◆ Reading text ◆
----

Archive for the ‘XPath’ Category

Encoding and decoding XML data as path sequences

Friday, July 4th, 2008 by Chris Catalfo

Lately I’ve been thinking about how to represent information about XML paths and data as a string.

For example, I’d like to be able to record the origin of this data:


<titleInfo type="alternative">
<title>Special edition using XSLT</title>
</titleInfo>

as something like this (with id and data as properties in a JSON object):


{"id":"titleInfo-2@type=alternative\title-1","data":"Special+edition+using+XSLT"}

I could then take the preceding id string, extract the provenance of the data, and recreate the original XML document.

Here’s how I’ve tried encoding the XML path and data using an XSLT stylesheet:

For each text element, create an id consisting of:

  1. Each ancestor (except the root)
  2. A dash to delimit the ancestor element’s name from its position
  3. The integer position of that node in the XML file (using )

----

◆ Stated problem A ◆
Answer these questions about the blog post on encoding XML data as path sequences:
(i) Who wrote the post, and on what date?
(ii) What two properties does the JSON object hold?
(iii) What tool did the author use to try encoding the XML path and data?
◆ Stated problem B ◆
In the blog post on encoding XML data as path sequences, rewrite the paragraph beginning "I could then take the preceding id string" in fewer words, keeping its main facts.
◆ Stated problem C ◆
Write a continuation of the blog post on encoding XML data as path sequences, starting after its last sentence.
The rows that come next have no connection to the blog post.

◆ Information provided ◆
----

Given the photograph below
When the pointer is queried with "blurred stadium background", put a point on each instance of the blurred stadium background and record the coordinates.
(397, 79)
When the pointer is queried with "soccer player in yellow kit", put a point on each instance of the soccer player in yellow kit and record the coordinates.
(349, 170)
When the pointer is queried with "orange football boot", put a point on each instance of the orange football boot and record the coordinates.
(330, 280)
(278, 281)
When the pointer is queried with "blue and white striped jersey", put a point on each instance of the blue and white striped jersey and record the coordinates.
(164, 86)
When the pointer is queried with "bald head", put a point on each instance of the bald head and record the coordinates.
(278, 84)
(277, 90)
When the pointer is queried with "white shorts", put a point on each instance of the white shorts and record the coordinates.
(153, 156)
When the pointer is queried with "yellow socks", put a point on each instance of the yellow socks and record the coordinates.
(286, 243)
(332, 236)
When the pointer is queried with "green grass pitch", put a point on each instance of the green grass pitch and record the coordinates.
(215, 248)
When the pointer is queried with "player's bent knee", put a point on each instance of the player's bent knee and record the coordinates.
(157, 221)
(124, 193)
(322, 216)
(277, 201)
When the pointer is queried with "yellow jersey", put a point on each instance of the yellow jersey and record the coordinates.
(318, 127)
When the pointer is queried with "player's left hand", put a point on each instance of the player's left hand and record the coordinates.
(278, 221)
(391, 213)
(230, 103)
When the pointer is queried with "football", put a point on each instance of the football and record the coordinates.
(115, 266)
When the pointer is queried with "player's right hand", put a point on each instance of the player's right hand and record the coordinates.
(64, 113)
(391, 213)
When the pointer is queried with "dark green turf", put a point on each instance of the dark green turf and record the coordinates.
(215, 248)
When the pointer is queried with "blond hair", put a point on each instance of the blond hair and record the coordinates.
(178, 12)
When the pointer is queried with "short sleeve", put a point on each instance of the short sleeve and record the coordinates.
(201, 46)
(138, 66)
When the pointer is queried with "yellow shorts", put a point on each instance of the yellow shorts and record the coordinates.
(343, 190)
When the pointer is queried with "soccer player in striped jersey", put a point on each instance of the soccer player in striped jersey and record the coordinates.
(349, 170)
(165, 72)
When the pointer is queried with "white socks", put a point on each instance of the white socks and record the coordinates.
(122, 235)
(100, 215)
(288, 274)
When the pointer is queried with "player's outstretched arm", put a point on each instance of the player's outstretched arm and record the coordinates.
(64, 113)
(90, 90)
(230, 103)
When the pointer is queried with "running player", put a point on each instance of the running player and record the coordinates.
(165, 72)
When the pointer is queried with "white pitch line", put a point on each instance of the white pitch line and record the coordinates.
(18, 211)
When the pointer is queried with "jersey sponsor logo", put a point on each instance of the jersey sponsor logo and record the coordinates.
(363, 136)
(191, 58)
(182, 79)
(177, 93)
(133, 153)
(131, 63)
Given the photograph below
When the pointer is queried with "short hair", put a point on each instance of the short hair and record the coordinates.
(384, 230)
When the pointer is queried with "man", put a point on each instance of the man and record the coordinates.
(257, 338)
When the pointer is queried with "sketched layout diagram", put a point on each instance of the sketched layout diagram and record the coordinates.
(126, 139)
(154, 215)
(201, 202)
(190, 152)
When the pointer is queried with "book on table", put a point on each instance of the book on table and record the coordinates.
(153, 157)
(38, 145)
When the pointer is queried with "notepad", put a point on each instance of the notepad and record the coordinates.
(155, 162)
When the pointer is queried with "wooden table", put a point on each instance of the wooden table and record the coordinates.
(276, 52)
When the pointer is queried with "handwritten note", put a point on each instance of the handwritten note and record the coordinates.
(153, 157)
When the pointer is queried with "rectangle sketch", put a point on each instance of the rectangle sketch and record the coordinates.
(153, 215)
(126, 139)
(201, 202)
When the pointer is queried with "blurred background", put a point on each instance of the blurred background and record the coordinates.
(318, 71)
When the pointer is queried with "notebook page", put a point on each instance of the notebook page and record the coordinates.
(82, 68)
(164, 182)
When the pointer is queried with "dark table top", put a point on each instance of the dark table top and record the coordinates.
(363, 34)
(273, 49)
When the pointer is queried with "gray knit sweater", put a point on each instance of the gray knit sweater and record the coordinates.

----

◆ Exercise output A ◆
(i) Chris Catalfo wrote it on Friday, July 4th, 2008.
(ii) It holds id and data.
(iii) The author used an XSLT stylesheet.

◆ Exercise output B ◆
From the id string, I could extract where the data came from and rebuild the original XML document.

◆ Exercise output C ◆
  4. Each of the ancestor’s attributes, in the form @attrname=attrvalue
  5. A backslash to be used a path delimiter
  6. The text element’s name

With this id, I believe I now have everything I need to reconstruct the node that the data referenced by that id came from.

After playing around with this a bit, I realized that what I’d done was basically reinvent XPath! In XPath, the preceding path in the id string would be represented as:

/titleInfo[1]@type=alternative/title[0]

OK…so next idea is to see if there are libraries out in the wild wild web for creating XML documents from XPath expressions (and not just querying XML documents). I see that the Perl module XML::XPath may offer a solution.

I also wonder if this is how XForms libraries keep track of what parts of an XML document have been edited….